## STATED EXERCISE
Format the material below as a numbered list, leaving out any blank lines.

## INPUT DATA
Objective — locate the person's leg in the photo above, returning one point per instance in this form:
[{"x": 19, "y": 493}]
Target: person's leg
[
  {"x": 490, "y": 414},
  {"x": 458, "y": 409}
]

## OUTPUT FOR THIS TASK
1. Objective — locate the person's leg in the photo above, returning one point per instance in this form:
2. [{"x": 19, "y": 493}]
3. Target: person's leg
4. [
5.   {"x": 490, "y": 414},
6.   {"x": 458, "y": 409}
7. ]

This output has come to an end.